• Taakomschrijving:
Schrijf het vervolg van het nieuwsbericht over de bezuinigingen op de rechterlijke macht, aansluitend op de laatste zin ervan.

Rechters niet gerust na uitspraak Donner
De ongerustheid onder Nederlandse rechters over de voorgenomen bezuinigingen op de rechterlijke macht is door de sussende woorden van minister van Justitie Donner niet weggenomen. De Raad voor de Rechtspraak schreef maandag een brandbrief aan de Tweede Kamer waarin hij tegen de bezuinigingen ageert.
Volgens Donner zal de groei voor de rechtbanken hooguit wat minder zijn dan verwacht. „Daar word ik niet vrolijk van”, zo reageert rechter mr. P. Kalbfleisch, bestuurslid van de Nederlandse Vereniging voor Rechtspraak (NVvR), de beroepsvereniging voor rechters en officieren van justitie. „We krijgen minder dan waarop wij recht hebben, minder dan verwacht en gehoopt. Het is volstrekt te weinig”, aldus Kalbfleisch. De inhoud van de brandbrief van de Raad voor de Rechtspraak, belangenbehartiger van de rechterlijke instanties in Nederland, blijft wat Kalbfleisch betreft dan ook onverkort geldig.

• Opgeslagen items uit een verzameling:

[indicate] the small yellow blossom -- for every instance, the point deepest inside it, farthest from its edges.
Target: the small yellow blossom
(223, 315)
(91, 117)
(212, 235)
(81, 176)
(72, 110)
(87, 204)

• Uitvoer:
Volgens de rechters komt de Nederlandse rechtspraak onder onaanvaardbaar grote druk te staan als de financiële plannen van het kabinet-Balkenende worden doorgezet. Volgens de raad dreigt de begroting voor de rechtspraak voor 2003 met 90 miljoen euro structureel te worden gekort. Dat kan niet zonder gevolgen blijven, aldus de raad. Afgelopen zaterdag zei Kalbfleisch dat een „wachtlijstensysteem” onvermijdelijk is. Wachttijden voor strafzaken van meer dan een jaar zullen geen uitzondering zijn.
Zowel rechters als officieren van justitie wijzen erop dat de kortingsmaatregelen volkomen in tegenspraak zijn met het strategisch akkoord van het kabinet, waarin misdaadbestrijding hoge prioriteit krijgt. Uitbreiding van de rechterlijke macht is met de bezuinigingen onmogelijk, aldus de NVvR. Voormalig minister van Justitie Korthals heeft een uitbreiding van ruim 1000 rechters in de komende vijf jaar toegezegd.
Kalbfleisch wijst er ook op dat de investeringen in de op gang gebrachte reorganisatie van de rechterlijke macht door de maatregelen verloren zullen gaan. „De plannen staan haaks op wat wij hebben ingezet. Dat doet afbreuk aan ons gezag.”